Short problem: Write out all the data again, exactly as it stands.
:::::
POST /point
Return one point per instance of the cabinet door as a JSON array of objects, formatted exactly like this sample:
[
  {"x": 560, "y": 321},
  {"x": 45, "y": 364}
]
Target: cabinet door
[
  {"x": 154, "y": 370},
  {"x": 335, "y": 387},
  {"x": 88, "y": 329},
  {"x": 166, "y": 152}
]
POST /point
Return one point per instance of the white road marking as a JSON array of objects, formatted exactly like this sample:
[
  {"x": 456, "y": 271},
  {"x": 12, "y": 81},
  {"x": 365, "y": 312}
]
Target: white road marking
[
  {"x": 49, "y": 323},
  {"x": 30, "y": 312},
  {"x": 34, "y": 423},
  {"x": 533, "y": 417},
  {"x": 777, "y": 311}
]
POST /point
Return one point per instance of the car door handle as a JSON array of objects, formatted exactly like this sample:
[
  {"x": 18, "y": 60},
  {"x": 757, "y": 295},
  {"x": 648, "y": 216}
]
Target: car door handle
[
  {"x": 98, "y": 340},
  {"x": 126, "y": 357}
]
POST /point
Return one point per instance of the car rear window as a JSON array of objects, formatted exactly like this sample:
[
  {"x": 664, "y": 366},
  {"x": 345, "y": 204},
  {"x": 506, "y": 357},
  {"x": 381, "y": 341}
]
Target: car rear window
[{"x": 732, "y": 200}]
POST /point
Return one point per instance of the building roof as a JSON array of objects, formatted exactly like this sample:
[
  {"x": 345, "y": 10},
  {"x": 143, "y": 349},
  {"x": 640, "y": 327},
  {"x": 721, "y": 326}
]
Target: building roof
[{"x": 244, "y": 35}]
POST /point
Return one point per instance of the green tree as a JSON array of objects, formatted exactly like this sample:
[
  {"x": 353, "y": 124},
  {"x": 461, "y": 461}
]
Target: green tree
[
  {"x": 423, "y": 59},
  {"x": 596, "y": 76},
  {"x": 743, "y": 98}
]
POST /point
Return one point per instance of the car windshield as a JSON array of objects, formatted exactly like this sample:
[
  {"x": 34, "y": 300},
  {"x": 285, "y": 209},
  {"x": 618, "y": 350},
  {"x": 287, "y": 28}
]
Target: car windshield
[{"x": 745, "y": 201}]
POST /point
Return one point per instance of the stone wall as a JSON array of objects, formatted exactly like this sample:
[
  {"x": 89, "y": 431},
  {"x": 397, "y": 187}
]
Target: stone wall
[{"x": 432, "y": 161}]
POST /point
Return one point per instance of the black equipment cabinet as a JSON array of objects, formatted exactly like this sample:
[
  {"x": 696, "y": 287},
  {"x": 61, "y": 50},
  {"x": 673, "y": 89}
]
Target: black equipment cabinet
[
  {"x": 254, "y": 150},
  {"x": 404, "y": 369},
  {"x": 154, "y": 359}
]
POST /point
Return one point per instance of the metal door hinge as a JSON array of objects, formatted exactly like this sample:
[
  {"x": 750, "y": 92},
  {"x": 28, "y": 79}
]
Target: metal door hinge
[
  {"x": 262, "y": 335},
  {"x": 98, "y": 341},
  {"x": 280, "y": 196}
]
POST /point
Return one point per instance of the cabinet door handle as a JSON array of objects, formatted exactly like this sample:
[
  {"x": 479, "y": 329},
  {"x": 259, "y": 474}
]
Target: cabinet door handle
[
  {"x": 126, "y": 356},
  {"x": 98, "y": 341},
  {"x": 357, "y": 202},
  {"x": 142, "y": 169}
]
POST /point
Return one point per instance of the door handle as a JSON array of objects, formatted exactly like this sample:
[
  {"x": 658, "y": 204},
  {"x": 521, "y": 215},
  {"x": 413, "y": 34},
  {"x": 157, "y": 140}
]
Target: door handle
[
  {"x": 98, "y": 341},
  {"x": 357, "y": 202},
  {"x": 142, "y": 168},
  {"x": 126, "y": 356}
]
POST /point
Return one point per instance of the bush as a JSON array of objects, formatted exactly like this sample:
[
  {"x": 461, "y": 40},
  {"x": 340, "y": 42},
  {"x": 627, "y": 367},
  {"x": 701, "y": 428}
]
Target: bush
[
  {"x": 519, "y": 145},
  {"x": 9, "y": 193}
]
:::::
Response to the exercise:
POST /point
Return one point per instance of the cabinet door as a JSON array of objects, formatted exactly like this sample:
[
  {"x": 560, "y": 321},
  {"x": 45, "y": 364}
]
Target: cabinet door
[
  {"x": 154, "y": 370},
  {"x": 335, "y": 387},
  {"x": 88, "y": 329},
  {"x": 166, "y": 152}
]
POST /point
Return one point per instance of the white road marking as a JSON array of objects, formatted exactly like this sample:
[
  {"x": 456, "y": 271},
  {"x": 12, "y": 81},
  {"x": 365, "y": 312}
]
Target: white road marking
[
  {"x": 49, "y": 323},
  {"x": 30, "y": 312},
  {"x": 34, "y": 423},
  {"x": 533, "y": 417},
  {"x": 777, "y": 311}
]
POST /point
Return one point per instance of the car door handle as a JSON array of objects, formatted exactly like this sample:
[
  {"x": 18, "y": 60},
  {"x": 757, "y": 295},
  {"x": 648, "y": 216}
]
Target: car door handle
[
  {"x": 98, "y": 340},
  {"x": 126, "y": 357}
]
POST /point
Return one point per instance of the car rear window as a JSON array of objects, formatted exactly like this sample:
[
  {"x": 664, "y": 366},
  {"x": 345, "y": 204},
  {"x": 506, "y": 357},
  {"x": 381, "y": 341}
]
Target: car rear window
[{"x": 732, "y": 200}]
POST /point
Return one point per instance of the building roof as a JSON array of objects, formatted exactly like this sample:
[
  {"x": 345, "y": 10},
  {"x": 143, "y": 349},
  {"x": 640, "y": 327},
  {"x": 721, "y": 326}
]
Target: building roof
[{"x": 244, "y": 35}]
POST /point
Return one point per instance of the green tree as a JSON array of objects, formatted exactly like this sample:
[
  {"x": 353, "y": 124},
  {"x": 461, "y": 461}
]
Target: green tree
[
  {"x": 423, "y": 59},
  {"x": 596, "y": 76},
  {"x": 743, "y": 98}
]
POST /point
Return one point per instance of the car windshield as a JSON array of objects, formatted exactly like this sample:
[
  {"x": 34, "y": 300},
  {"x": 285, "y": 209},
  {"x": 618, "y": 350},
  {"x": 287, "y": 28}
]
Target: car windshield
[{"x": 745, "y": 201}]
POST /point
Return one point per instance of the stone wall as a JSON array of objects, formatted exactly like this sample:
[
  {"x": 89, "y": 431},
  {"x": 397, "y": 187}
]
Target: stone wall
[{"x": 432, "y": 161}]
POST /point
Return one point per instance of the black equipment cabinet as a JSON array of objects, formatted exactly like this sample:
[
  {"x": 696, "y": 287},
  {"x": 61, "y": 50},
  {"x": 673, "y": 89}
]
Target: black equipment cabinet
[
  {"x": 254, "y": 150},
  {"x": 404, "y": 369},
  {"x": 154, "y": 359}
]
POST /point
Return one point per instance of the metal door hinge as a JSON array of objects, formatted exactly like this sample:
[
  {"x": 750, "y": 92},
  {"x": 28, "y": 79}
]
Target: metal door hinge
[
  {"x": 262, "y": 335},
  {"x": 98, "y": 341},
  {"x": 280, "y": 196}
]
POST /point
Return one point per instance of the cabinet door handle as a JSON array of objects, formatted exactly like this sample:
[
  {"x": 479, "y": 329},
  {"x": 259, "y": 474}
]
Target: cabinet door handle
[
  {"x": 126, "y": 356},
  {"x": 98, "y": 341},
  {"x": 357, "y": 202},
  {"x": 142, "y": 169}
]
POST /point
Return one point per instance of the door handle as a JSON array of objects, formatted exactly like this sample:
[
  {"x": 658, "y": 204},
  {"x": 521, "y": 215},
  {"x": 413, "y": 34},
  {"x": 157, "y": 140}
]
Target: door handle
[
  {"x": 98, "y": 341},
  {"x": 357, "y": 202},
  {"x": 142, "y": 168},
  {"x": 126, "y": 356}
]
POST /point
Return one point per instance of the bush as a JSON array of objects, formatted exactly like this sample:
[
  {"x": 461, "y": 40},
  {"x": 340, "y": 42},
  {"x": 627, "y": 367},
  {"x": 701, "y": 428}
]
Target: bush
[
  {"x": 519, "y": 145},
  {"x": 9, "y": 193}
]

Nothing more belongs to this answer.